▶ _Page excerpt_:
※ ※ ※
Samuel L. Begley, John L. Maxey, II, Maxey Pigott Wann Begley, Jackson, John Sharbrough, Ezell Sharbrough, Mobile, AL, Mark Ezell, Ezell Sharbrough, Butler, AL, J. Doyle Fuller, Montgomery, AL, for appellees John Todd and Philips Cooley.

James B. Persons, Hopkins Dodson Wyatt Crawley, Gulfport, for appellees John and Iris Montgomery et al.

J. Brad Pigott, Maxey Pigott Wann Begley, Jackson, Michael Kator, Washington, DC, for appellees Arthur Winstead et al.

Harris H. Barnes, III, Dossett Goode Barnes Broom, Jackson, for appellees Gordon Broom et al.

Before PRATHER, P.J., and PITTMAN and SMITH, JJ.


The Mississippi State Tax Commission appeals from the decision of the Chancery Court of Hinds County, which found that state residents who were also federal retirees were entitled to a refund of state income taxes paid under the state's unconstitutional tax scheme which taxed federal retirees while exempting the state's own retired employees.

These cases, consolidated for consideration, have their origins in Davis v. Michigan Dept. of Treasury, 489 U.S. 803, 109 S.Ct. 1500, 103 L.Ed.2d 891 (1989), in which the U.S. Supreme Court declared unconstitutional Michigan's taxation scheme, one similar to Mississippi's and numerous other states. The discriminatory treatment of taxpayers based on the source of compensation or pay was found to violate 4 U.S.C. § 111 when the source of the pay or compensation is the federal government.

Appellees in this case are all federal retirees who sought refund of state income taxes paid under the unconstitutional tax scheme as found in Davis. After being denied relief by the Tax Commission, appellees sought declaratory relief from the Hinds County Chancery Court. Based on Davis, the court found that the Mississippi tax scheme was unconstitutional and that the Davis decision was to be applied retroactively. That court further found that state law provides for refunds pursuant to Miss. Code Ann. § 27-7-313 (Supp. 1989) to the parties for the years 1985 to 1989.

After Davis and the filing of the appellees' actions for declaratory relief in 1989, the state legislature during the 1990 session amended the statute in an attempt to exclude the appellees and others similarly situated from the refund provisions of the statute. The chancery court found the 1990 amendment to be unconstitutional.
※ ※ ※
▶ _Supplied records_:
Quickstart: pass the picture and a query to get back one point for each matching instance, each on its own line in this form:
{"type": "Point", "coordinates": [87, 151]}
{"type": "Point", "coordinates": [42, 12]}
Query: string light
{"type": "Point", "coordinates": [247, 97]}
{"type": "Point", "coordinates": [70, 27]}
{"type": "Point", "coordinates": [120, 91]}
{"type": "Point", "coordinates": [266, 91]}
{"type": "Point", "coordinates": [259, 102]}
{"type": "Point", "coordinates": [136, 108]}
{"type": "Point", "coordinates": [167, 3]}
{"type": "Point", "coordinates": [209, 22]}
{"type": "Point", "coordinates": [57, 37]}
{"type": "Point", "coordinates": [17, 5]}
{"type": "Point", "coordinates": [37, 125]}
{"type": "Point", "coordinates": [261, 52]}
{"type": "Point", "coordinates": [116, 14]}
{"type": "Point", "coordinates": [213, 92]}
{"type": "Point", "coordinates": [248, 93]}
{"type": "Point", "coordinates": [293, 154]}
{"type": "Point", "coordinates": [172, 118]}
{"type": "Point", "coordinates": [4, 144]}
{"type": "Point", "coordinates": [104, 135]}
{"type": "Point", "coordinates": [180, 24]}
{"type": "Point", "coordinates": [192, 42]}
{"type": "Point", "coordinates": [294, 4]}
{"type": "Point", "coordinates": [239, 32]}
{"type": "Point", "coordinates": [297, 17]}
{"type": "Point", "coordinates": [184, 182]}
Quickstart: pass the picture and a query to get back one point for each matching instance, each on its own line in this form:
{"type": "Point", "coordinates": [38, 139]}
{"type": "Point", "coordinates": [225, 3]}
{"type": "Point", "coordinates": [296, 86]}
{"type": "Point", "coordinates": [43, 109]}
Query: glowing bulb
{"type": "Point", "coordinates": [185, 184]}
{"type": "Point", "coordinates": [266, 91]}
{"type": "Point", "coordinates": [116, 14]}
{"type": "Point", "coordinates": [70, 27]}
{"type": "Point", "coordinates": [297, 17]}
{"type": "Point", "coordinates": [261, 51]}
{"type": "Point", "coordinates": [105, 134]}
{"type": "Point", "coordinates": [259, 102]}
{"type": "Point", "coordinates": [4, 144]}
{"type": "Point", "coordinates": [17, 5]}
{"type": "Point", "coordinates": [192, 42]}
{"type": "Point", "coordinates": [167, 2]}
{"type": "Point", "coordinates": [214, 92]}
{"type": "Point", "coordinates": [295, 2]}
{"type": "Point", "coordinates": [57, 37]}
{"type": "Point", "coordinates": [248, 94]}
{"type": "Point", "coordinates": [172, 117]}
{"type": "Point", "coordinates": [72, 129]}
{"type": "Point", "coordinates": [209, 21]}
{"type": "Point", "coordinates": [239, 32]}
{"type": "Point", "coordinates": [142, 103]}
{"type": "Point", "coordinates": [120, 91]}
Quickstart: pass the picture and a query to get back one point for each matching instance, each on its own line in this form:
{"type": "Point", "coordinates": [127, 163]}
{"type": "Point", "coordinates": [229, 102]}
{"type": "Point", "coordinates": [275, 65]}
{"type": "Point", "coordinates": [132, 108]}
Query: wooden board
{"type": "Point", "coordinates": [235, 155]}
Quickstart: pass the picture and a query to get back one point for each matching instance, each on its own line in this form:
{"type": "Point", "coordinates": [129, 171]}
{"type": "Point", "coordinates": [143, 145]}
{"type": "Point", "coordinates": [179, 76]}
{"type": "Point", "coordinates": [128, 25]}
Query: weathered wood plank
※ ※ ※
In the court opinion excerpt, rewrite the paragraph beginning "Appellees in this case are all federal retirees" as a short bulleted list that keeps its main facts. The material after the court opinion excerpt is a separate set of records, unrelated to it.

▶ _Answer to this problem_:
- The appellees are all federal retirees seeking refunds of state income taxes paid under the tax scheme found unconstitutional in Davis.
- The Tax Commission denied them relief, so they sought declaratory relief from the Hinds County Chancery Court.
- Relying on Davis, the court held the Mississippi tax scheme unconstitutional and ruled that Davis applies retroactively.
- The court also found that Miss. Code Ann. § 27-7-313 (Supp. 1989) provides refunds to the parties for 1985 to 1989.